= Exercise passage =
------------------------------

After reading about one CollegeCandy writer’s scary STD experience, I realized that I had not been tested in over 4 years. Before I was having actual sex. It’s not like I never thought about it; it’s just that I never considered myself someone who needed to be tested. Doesn’t make much sense when I say it out loud, but in my head I kept thinking of my former, not sexually active, self, and never thought that I was at risk.
But last week I called my doctor and made an appointment. And every day for the past 7, I have picked up the phone to call my doctor back and cancel. What if I have something? What if I have something serious? What do I do? Do I call all of my previous partners? I mean, it’s been 4 years! Who knows where I got something from and who I passed it onto. And, as embarassing as this is to say, there is one partner in particular in there whose name I do not even know…
But I did not cancel. I acted like the adult that I am and I went to my gyno to get tested.
When I went into the office a nurse took me to my room and asked me why I was there. As I walked past older women, moms and very pregnant women, I was embarassed. “I’m here to get an STD test.” She took my blood pressure (which was higher than normal), made me pee in a cup, told me to undress from the waist down, and left the room. Because getting tested for STDs wasn’t enough – I also had to show my very unkempt bikini line to the doc and her assistant.
My doctor came in. “Is there a specific reason you think you need to get tested?” I explained how I read a very scary article (on a very fabulous website!). She looked impressed. And then she got down to business.
“How many sexual partners have you had?”
“Um. 7.” I waited for her to pass judgement.
“Great! Insurance companies do not cover STD testing for anyone who has had less than 5 partners, so good work on those last two.”

------------------------------

= Supplied entries =

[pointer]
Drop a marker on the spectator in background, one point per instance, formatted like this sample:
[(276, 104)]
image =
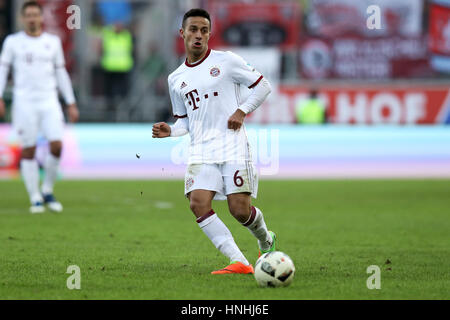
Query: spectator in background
[(311, 110), (117, 62)]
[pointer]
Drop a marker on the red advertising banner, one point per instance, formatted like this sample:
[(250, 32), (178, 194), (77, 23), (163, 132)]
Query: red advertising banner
[(364, 58), (420, 104), (55, 22), (440, 29), (240, 24)]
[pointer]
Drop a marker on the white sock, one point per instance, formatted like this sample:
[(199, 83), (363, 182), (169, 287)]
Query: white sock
[(30, 173), (220, 236), (256, 225), (51, 173)]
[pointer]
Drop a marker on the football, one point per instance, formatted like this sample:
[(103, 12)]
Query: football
[(274, 269)]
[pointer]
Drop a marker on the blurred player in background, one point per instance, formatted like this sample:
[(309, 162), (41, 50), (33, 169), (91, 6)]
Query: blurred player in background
[(38, 64), (205, 96)]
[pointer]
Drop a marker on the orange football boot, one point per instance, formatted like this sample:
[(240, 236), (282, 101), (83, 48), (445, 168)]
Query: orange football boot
[(236, 267)]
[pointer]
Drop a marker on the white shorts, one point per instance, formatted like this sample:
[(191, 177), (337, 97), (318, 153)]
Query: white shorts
[(223, 178), (29, 119)]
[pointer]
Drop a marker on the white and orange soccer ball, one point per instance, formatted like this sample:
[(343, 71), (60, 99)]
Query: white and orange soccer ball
[(274, 269)]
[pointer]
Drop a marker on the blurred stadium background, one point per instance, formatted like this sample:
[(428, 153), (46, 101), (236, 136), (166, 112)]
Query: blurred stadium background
[(386, 91)]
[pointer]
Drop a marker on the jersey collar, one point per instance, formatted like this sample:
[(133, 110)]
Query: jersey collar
[(191, 65)]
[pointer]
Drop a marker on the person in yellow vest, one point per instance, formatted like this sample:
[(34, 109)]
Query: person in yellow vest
[(311, 110), (117, 62)]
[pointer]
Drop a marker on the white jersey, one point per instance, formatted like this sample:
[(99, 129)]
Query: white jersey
[(208, 93), (34, 60)]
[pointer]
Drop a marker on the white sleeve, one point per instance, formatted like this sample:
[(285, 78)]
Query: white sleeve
[(178, 107), (62, 77), (257, 97), (180, 127), (6, 59), (7, 55), (4, 70), (242, 72), (60, 61), (65, 85)]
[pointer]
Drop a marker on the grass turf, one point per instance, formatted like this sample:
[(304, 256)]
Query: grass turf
[(138, 240)]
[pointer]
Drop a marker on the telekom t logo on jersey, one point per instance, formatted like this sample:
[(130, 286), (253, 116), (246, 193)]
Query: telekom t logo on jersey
[(193, 99)]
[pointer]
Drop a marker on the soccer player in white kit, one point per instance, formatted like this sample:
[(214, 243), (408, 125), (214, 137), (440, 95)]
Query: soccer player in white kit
[(205, 96), (38, 66)]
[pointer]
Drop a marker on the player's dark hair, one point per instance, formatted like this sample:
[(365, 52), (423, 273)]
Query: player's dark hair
[(30, 4), (197, 12)]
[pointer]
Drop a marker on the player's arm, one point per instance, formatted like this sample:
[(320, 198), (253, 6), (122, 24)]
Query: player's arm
[(163, 130), (256, 98), (65, 85), (181, 126), (243, 73), (5, 62), (4, 70)]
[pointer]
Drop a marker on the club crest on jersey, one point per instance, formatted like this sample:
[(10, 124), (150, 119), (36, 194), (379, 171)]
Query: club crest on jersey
[(214, 72)]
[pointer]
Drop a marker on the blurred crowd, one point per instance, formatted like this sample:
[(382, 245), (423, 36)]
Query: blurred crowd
[(122, 57)]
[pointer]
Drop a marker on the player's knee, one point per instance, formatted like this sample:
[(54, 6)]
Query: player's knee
[(199, 207), (240, 209), (56, 148)]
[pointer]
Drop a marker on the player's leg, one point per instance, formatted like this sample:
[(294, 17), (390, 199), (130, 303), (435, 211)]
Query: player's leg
[(51, 168), (25, 123), (29, 169), (53, 129), (252, 218), (241, 183), (202, 183)]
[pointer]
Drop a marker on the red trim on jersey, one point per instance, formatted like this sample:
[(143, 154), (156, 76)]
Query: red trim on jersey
[(191, 65), (256, 82), (205, 216)]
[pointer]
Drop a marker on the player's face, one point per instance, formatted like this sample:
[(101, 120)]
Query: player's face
[(196, 34), (32, 19)]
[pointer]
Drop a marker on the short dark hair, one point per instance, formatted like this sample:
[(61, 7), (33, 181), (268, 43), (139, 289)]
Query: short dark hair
[(30, 4), (197, 12)]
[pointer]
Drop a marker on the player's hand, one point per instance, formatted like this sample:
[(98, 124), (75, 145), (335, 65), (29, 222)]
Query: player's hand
[(236, 120), (2, 108), (73, 113), (161, 130)]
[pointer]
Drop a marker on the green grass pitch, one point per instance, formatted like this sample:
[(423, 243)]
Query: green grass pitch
[(138, 240)]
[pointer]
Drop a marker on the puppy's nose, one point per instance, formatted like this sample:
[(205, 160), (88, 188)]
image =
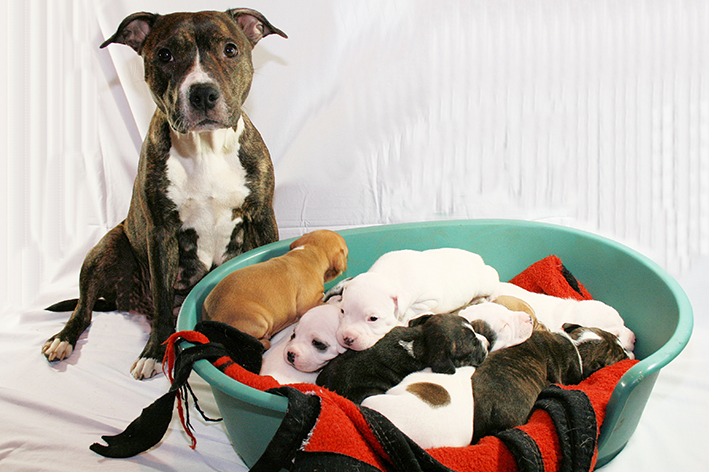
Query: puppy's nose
[(204, 96)]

------------------------------

= Task =
In the essay about getting an STD test, what does the doctor say insurance companies do not cover?

= The answer =
STD testing for anyone who has had less than 5 partners.